=== 所给记录 ===
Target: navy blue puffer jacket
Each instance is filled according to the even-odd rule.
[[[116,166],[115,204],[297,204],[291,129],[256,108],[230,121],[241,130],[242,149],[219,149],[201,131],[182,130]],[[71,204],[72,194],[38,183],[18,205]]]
===
=== 所给记录 ===
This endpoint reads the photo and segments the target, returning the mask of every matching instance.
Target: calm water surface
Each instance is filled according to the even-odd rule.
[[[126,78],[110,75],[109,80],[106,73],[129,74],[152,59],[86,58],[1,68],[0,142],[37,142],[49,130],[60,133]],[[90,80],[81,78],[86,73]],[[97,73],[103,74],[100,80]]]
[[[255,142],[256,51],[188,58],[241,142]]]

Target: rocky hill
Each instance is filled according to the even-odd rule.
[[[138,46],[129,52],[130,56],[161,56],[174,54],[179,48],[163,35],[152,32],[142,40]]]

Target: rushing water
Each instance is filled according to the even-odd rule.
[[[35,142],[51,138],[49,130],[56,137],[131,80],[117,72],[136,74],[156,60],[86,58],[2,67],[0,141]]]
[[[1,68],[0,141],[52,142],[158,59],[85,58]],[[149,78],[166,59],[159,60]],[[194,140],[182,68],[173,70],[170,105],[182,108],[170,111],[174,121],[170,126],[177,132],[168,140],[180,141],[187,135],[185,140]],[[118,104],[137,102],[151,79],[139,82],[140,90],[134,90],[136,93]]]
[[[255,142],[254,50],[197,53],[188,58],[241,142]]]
===
▶ [任务要求]: 请把上面记录中从包含“Target: rushing water”的那一行起，一直到包含“[[[255,142],[254,50],[197,53],[188,58],[241,142]]]”的那一行为止的所有行原样输出，首尾两行都要包括在内。

▶ [参考答案]:
Target: rushing water
Each instance is filled according to the even-odd rule.
[[[35,142],[51,138],[49,130],[56,137],[131,80],[117,72],[136,74],[156,60],[86,58],[2,67],[0,141]]]
[[[1,68],[0,141],[52,142],[158,59],[85,58]],[[149,78],[166,59],[159,60]],[[194,140],[182,68],[173,70],[170,105],[182,108],[170,111],[174,121],[170,126],[177,132],[168,140],[180,141],[187,135],[185,140]],[[118,104],[137,102],[151,79],[139,82],[140,90],[134,90],[136,93]]]
[[[255,142],[254,50],[197,53],[188,58],[241,142]]]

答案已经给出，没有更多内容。